Text passage>
********************

Sudhi Koppa is an Indian actor who appears in Malayalam films. He made his film debut in 2009 with an uncredited appearance in Sagar Alias Jacky Reloaded (2009).

Personal life
Sudhi hails from Kochi. His father, who was a government officer had a passion towards drama and owned a drama troupe. Sudhi also started off as a theatre artist at Vaikom Thirunal Theatre Group, before forming his own drama troupe called 'Creative Theatre Group'.

Career
Sudhi started off doing small roles in multi-starer movies. He played a goon attacking Bhavana in Sagar Alias Jacky Reloaded and one of the students in Seniors (2011). His theater background helped him secure a role in Lijo Jose Pellissery's Amen. He played the role of Solomon's friend Sebastian, who tries to woo Solomon's sister played by Rachana Narayanankutty. He then played many more small roles in Manglish and Sapthamashree Thaskaraha (2014).

********************

Written problem 1>
In the Saved entries rows, rename "dark" to "black" starting with the line that contains "Would you mind pointing to the railing" and going on through the last row, then write out those lines again with nothing else changed.

Saved entries>
********************

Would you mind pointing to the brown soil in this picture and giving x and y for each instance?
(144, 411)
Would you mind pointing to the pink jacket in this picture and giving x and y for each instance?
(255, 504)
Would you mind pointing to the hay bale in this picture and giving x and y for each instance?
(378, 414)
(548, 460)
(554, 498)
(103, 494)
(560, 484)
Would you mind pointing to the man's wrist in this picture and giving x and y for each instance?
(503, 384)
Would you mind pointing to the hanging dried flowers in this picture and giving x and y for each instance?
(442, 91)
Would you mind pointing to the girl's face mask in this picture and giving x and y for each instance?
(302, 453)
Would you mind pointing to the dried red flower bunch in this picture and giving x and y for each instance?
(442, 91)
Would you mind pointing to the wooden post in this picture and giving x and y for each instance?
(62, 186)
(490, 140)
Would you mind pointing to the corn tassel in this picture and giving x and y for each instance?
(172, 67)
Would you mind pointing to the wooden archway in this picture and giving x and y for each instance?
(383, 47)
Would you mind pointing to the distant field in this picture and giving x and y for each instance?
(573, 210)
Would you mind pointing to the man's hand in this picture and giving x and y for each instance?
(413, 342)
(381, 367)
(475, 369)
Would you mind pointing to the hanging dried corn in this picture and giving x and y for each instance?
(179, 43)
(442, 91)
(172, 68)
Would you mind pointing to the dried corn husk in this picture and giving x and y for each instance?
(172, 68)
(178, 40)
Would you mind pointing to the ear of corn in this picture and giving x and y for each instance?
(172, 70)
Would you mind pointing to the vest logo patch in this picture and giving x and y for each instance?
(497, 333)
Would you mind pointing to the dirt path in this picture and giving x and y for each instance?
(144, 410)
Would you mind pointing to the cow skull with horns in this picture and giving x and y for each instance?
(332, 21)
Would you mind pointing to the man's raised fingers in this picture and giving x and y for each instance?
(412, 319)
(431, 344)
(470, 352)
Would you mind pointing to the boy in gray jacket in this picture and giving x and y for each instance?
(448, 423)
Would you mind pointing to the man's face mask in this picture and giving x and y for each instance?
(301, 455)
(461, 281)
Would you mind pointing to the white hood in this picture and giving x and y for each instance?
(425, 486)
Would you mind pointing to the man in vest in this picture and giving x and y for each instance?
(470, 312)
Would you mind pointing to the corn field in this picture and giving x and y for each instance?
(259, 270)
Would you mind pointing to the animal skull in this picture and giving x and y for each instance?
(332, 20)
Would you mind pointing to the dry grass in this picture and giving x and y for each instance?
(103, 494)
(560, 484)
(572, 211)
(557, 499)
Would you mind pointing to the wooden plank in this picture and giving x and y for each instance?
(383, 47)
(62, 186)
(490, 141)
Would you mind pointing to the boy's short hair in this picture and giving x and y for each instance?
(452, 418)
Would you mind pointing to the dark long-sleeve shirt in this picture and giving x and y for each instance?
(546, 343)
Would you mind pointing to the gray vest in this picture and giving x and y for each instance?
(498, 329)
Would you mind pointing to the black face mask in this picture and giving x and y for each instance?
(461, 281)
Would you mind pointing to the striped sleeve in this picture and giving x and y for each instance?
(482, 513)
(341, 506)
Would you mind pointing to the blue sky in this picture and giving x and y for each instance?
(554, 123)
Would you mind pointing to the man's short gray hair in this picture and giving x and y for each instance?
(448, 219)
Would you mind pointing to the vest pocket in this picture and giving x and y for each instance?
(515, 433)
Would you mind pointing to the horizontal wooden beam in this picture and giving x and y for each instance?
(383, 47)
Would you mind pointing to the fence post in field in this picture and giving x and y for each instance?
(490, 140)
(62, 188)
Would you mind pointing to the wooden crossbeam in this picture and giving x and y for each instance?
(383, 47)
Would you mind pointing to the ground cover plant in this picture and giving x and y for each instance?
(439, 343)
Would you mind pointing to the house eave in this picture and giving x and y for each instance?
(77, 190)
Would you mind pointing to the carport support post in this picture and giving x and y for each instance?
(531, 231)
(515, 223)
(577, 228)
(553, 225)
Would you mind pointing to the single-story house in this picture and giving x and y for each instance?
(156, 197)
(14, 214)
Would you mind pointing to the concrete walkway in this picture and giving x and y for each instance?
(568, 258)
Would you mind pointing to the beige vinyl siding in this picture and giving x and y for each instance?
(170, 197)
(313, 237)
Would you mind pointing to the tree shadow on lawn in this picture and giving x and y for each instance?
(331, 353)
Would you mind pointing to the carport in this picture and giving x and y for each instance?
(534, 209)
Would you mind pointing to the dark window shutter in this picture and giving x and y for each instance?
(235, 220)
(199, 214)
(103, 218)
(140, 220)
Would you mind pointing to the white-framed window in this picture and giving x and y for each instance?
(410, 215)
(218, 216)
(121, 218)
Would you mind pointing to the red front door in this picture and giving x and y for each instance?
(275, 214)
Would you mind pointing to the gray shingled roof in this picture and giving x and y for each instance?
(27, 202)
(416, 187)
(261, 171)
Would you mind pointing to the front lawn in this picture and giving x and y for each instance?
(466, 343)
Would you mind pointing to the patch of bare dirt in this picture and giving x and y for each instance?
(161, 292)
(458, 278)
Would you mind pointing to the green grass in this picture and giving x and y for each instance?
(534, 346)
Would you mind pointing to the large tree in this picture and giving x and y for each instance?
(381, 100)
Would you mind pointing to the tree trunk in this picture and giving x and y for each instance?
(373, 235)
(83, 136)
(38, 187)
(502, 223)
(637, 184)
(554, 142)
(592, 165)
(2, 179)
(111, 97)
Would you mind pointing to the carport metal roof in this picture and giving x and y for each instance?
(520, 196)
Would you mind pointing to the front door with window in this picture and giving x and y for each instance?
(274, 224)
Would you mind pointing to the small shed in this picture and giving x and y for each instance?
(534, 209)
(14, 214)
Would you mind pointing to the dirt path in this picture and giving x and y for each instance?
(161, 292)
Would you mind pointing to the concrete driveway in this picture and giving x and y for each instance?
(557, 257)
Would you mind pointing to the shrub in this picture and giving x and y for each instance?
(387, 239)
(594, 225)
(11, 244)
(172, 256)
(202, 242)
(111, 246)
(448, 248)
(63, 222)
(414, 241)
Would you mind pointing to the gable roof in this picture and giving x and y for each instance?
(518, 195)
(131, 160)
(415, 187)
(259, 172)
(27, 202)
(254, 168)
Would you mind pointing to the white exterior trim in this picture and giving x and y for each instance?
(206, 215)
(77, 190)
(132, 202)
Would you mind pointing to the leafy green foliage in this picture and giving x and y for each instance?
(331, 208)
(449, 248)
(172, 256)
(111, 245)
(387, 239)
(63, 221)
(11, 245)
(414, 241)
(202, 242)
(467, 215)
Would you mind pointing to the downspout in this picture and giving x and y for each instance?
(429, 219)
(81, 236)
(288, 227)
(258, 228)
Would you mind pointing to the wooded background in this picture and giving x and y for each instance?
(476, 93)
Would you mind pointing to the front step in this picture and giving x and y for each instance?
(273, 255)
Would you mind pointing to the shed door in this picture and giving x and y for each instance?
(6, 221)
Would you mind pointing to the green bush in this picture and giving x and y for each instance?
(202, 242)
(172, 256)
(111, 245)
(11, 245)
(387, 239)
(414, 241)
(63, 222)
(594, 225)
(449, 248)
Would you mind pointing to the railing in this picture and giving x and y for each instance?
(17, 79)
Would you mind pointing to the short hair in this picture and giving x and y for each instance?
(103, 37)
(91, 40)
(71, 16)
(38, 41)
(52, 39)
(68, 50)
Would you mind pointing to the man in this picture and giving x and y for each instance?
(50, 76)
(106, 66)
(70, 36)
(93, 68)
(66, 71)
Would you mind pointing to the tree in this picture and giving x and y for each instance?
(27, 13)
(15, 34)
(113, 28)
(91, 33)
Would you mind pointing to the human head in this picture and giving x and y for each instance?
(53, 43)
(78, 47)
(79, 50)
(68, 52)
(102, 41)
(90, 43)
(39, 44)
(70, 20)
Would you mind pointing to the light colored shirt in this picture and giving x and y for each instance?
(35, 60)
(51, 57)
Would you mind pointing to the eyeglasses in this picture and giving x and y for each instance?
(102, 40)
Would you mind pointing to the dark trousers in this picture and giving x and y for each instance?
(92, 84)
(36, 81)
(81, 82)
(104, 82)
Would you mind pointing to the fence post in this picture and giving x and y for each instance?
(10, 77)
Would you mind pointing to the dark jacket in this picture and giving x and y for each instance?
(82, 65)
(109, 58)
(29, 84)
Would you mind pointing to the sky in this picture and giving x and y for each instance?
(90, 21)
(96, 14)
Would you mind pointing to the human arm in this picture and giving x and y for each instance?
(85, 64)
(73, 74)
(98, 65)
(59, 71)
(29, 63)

********************

Written problem 2>
Extend the passage on the actor Sudhi Koppa beyond its final sentence.

Written reply 1>
Would you mind pointing to the railing in this picture and giving x and y for each instance?
(17, 79)
Would you mind pointing to the short hair in this picture and giving x and y for each instance?
(103, 37)
(91, 40)
(71, 16)
(38, 41)
(52, 39)
(68, 50)
Would you mind pointing to the man in this picture and giving x and y for each instance?
(50, 76)
(106, 66)
(70, 36)
(93, 68)
(66, 71)
Would you mind pointing to the tree in this picture and giving x and y for each instance?
(27, 13)
(15, 34)
(113, 28)
(91, 33)
Would you mind pointing to the human head in this picture and giving x and y for each instance?
(53, 43)
(78, 47)
(79, 50)
(68, 52)
(102, 41)
(90, 43)
(39, 44)
(70, 20)
Would you mind pointing to the light colored shirt in this picture and giving x and y for each instance?
(35, 60)
(51, 57)
Would you mind pointing to the eyeglasses in this picture and giving x and y for each instance?
(102, 40)
Would you mind pointing to the black trousers in this picture and giving x and y for each instance?
(92, 84)
(36, 81)
(81, 82)
(104, 82)
Would you mind pointing to the fence post in this picture and giving x and y for each instance?
(10, 77)
Would you mind pointing to the black jacket in this picture and giving x and y for each instance?
(82, 65)
(109, 58)
(29, 84)
Would you mind pointing to the sky in this picture and giving x and y for each instance?
(90, 21)
(96, 14)
Would you mind pointing to the human arm in this picture and giving x and y for each instance?
(85, 64)
(73, 74)
(98, 65)
(59, 71)
(29, 63)

Written reply 2>
His breakthrough came in Aadu (2015), in which he played "Kanjavu" Soman. The double-crossing Soman served as an important link between the different story tracks in the movie. He subsequently played an important role as the naive Unni in You Too Brutus (2015).

2016 saw a string of releases in which he had good roles. He played Darwin's henchman Appunni in Darvinte Parinamam (2015). He was then seen as Hari and Manu's friend Paul Achayan in Happy Wedding (2016). He then portrayed the alcoholic Thanka in Anuraga Karikkin Vellam (2016), who gets into fights with Abhi and friends. He also essayed the role of a comical thief, Kaimal aka Kai in Sajid Yahiya's directorial debut IDI: Inspector Dawood Ibrahim (2016). He was last seen as one of Asif Ali's teammates in Kavi Uddheshichathu..? (2016).

He is currently working on Third World Boys, a road movie and Theeram. He is also playing a major role in Avarude Raavukal (2017), starring Asif Ali (actor) and Unni Mukundan, and directed by Shanil Muhammed, who had earlier co-directed Philips and the Monkey Pen (2013).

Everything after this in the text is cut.